The task:
Change every "sourdough bread slice" to "slice of sourdough bread" in the items below, and reproduce their text otherwise unaltered. Leave the pictures out.

Records for processing:
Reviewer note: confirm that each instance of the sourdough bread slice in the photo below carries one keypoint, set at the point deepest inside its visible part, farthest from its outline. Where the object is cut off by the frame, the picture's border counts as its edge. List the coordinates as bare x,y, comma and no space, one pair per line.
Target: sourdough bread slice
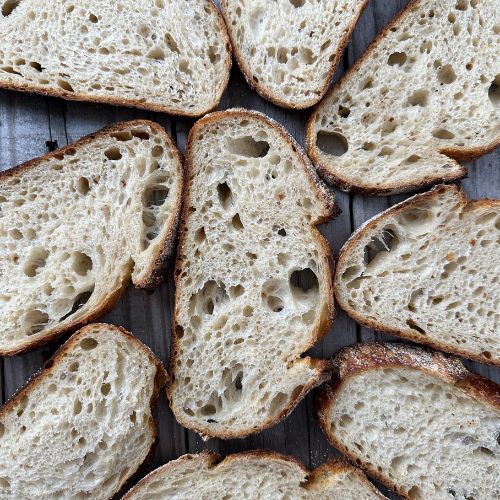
171,56
83,425
416,420
252,475
426,93
78,223
427,269
253,277
288,50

Result below:
Reviewer note: confirm that each instance of the slice of sourdough bread in the photo below carries one keypoint, set at the point deepest inside its visible part, farthest from its outline. Where the object is cut off by the frame, the picture's border counts as its edge. List the coordinates as bare x,y, comma and no space, one pair per line.
Target: slice of sourdough bread
171,56
83,425
416,420
252,475
426,93
78,223
427,269
253,277
288,50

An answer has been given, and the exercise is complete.